▶ _PASSAGE SHOWN_
Corporate Worship Gives Us the Experience of the Embodied

    Series: 52 Reasons: The Importance of Corporate Worship
    January 8, 2021
    George Robertson
    Exodus 3:12
    “He said, ‘But I will be with you, and this shall be the sign for you, that I have sent you: when you have brought the people out of Egypt, you shall serve God on this mountain.’”
     


     
    This benefit of corporate worship has been highlighted by its absence during the pandemic. Our communications team has done an excellent job of enabling us to worship via livestream. They have worked hard to make it as real as possible for us as we join together in worship from our living rooms. But we must admit there is no substitute for really being together, looking around the sanctuary and seeing our brothers and sisters.

▶ _DATA SEGMENT_
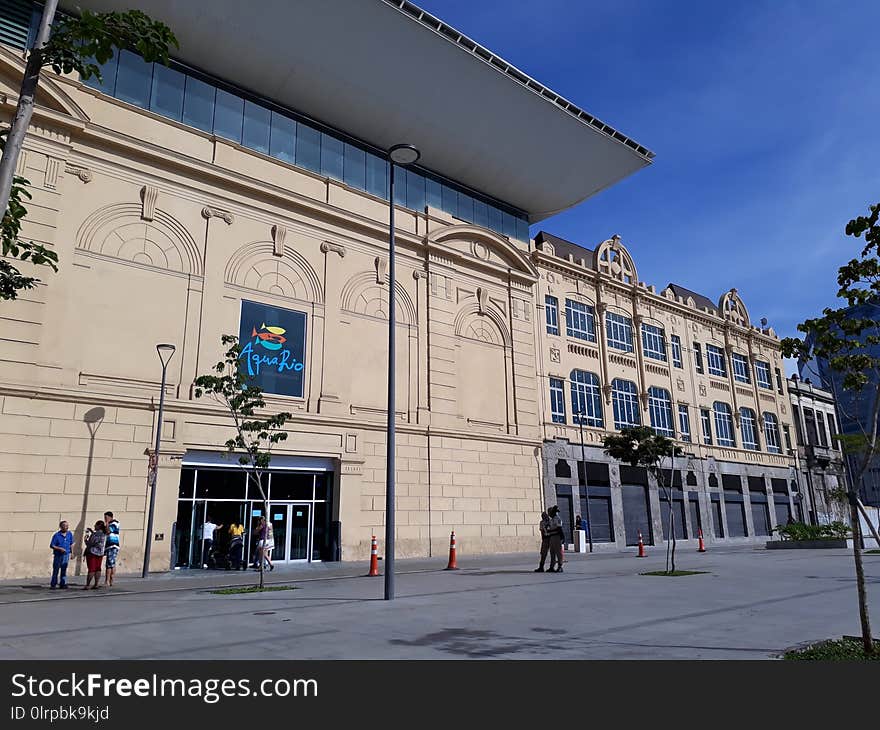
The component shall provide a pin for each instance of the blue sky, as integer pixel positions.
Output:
(765, 121)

▶ _ASSIGNED TASK_
Decide whether each statement agrees with the devotional on corporate worship. Answer yes or no for each, and quote the words from the text that decide it.
1. The communications team made it possible to worship by livestream.
2. Worshiping by livestream from home is as good as being together in the sanctuary.
3. The piece is dated January 8, 2021.

▶ _REPLY TO THE TASK_
1. Yes: "Our communications team has done an excellent job of enabling us to worship via livestream."
2. No: "But we must admit there is no substitute for really being together, looking around the sanctuary and seeing our brothers and sisters."
3. Yes: "January 8, 2021"